§ **PASSAGE GIVEN**:
## begin
Don’t know what’s implied here. Code have bugs, that’s completely normal.

The current situation is the result of large companies assessing risks and choosing the lesser of two evils, AMD and Blender feel they will loose less sales / users / grants / reputation with the “HIP” approach when compared to continued OpenCL or new RadeonProRender support.

If you have time and enjoy the sound of fingernails on a chalkboard then 1345 and 887 in my opinion reflects ROCM sentiment.

I think this is a reflection of AMD, but I am just hesitant of dropping a few thousand dollars down on a new high end GPU, when I dont know whether it will be supported in 1-3 years. Heck, even the Radeon VII is barely supported anymore.

I think its a reflection on AMD, Blender and Nvidia. Blender had a decision to make in relations to their mission “get the world’s best 3d technology in the hands of artists as open-source, and make amazing things with it.”

Blender chose “world’s best” (CUDA / OPTIX) over “open-source” (OpenCL)… AMD also has ProRender but it looks closed source and doesn’t offer 1:1 Cycles support.

They choose well. Cycles got where it is with CUDA/OPTIX.

You have a valid opinion. I can’t form a watertight argument either way, is causing some suffering to all more noble that great suffering to some?

Well Blender isn’t responsible for what others manufacturers can’t achieve. Throwing resources at something that would not improve much is not wise.

That said Nvidia have a hole in their lineup: low VRAM in their cards. If AMD and others can improve their speed in meantime they have a shot.
## end
§ **SOURCE EXCERPT**:
## begin
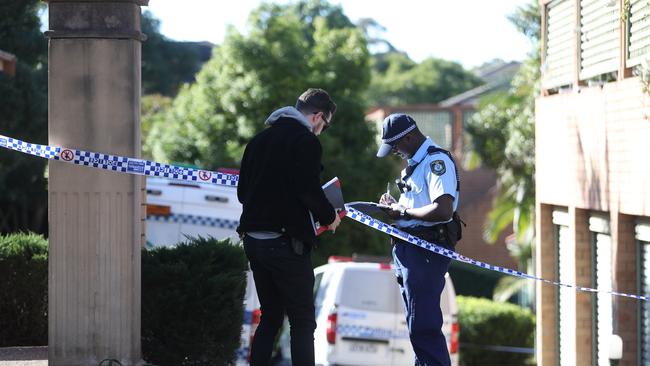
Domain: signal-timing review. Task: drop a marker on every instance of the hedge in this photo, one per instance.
(192, 298)
(23, 289)
(485, 324)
## end
Answer from the discussion of Blender's GPU support above.
1. Which approach do AMD and Blender feel will cost them less?
2. Which card is called barely supported anymore?
3. What hole in Nvidia's lineup is named?

§ **ANSWER**:
1. The "HIP" approach
2. The Radeon VII
3. Low VRAM in their cards